▶ **Excerpt**
+++++
NSW Transport chief claims documents show rail shutdown met with ‘minister Elliott’s approval’

NSW transport minister David Elliott is facing claims from the transport department he was aware of plans to shut down the state’s rail network
NSW transport minister David Elliott is facing claims from the transport department he was aware of plans to shut down the state’s rail network. Photograph: Dean Lewins/AAP

The head of the New South Wales Transport department has produced a dossier of documents he claims showed staff in transport minister David Elliott’s office – including his chief of staff – were fully briefed about last week’s rail shutdown, despite the minister’s claim he was left in the dark about the closure.

In the days after the shutdown of the state’s rail network, the NSW transport secretary, Rob Sharp, produced a detailed timeline of the hours leading up to last week’s rail shutdown in which he insisted that the minister’s office was fully informed of the closure.

The dossier of documents, released on Thursday, include the chronology of events to defend his department’s role in the closure.

In it, Sharp stated the department was in “ongoing consultation” with Elliott’s chief of staff “throughout the day” on the Sunday prior to the shutdown, and cites a message which he insisted confirmed “Minister Elliott’s approval”.

It followed Elliott’s insistence that the first he became aware of the shutdown was on Monday morning after the decision was made.
+++++
▶ **Information given**
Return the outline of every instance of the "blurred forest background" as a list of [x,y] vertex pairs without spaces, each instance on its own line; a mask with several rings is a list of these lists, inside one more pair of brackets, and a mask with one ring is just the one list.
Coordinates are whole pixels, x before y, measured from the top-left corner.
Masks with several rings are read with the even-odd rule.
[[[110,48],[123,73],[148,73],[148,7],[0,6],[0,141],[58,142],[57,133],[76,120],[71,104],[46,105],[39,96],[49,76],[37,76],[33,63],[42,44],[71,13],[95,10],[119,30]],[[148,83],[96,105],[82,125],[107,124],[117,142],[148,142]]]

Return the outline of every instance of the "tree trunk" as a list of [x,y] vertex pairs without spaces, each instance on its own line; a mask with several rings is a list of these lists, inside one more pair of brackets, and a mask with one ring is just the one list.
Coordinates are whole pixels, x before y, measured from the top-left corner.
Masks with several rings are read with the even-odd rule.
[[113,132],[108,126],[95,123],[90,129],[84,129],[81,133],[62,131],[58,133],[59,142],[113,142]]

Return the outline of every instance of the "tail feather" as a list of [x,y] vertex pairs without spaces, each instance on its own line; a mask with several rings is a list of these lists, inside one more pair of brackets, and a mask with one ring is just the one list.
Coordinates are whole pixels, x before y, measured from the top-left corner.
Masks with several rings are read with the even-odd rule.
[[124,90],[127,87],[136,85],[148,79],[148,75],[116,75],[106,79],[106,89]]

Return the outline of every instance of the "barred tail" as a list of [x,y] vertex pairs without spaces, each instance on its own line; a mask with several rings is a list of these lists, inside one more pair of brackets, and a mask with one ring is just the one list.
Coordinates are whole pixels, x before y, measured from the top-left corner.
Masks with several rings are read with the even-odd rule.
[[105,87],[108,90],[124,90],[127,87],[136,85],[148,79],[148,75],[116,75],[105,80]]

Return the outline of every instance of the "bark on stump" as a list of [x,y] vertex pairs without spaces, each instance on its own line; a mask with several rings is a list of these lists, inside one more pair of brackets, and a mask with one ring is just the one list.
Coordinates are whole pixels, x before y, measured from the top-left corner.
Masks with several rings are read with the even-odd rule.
+++++
▶ **Problems and tasks**
a. Quote the rail shutdown article word for word, starting at "In the days" and ending at "in the closure.".
b. According to the rail shutdown article, when does Elliott say he first became aware of the shutdown?
The data comes from a separate source.

▶ **Answers below**
a.
In the days after the shutdown of the state’s rail network, the NSW transport secretary, Rob Sharp, produced a detailed timeline of the hours leading up to last week’s rail shutdown in which he insisted that the minister’s office was fully informed of the closure.

The dossier of documents, released on Thursday, include the chronology of events to defend his department’s role in the closure.

b. On Monday morning, after the decision was made.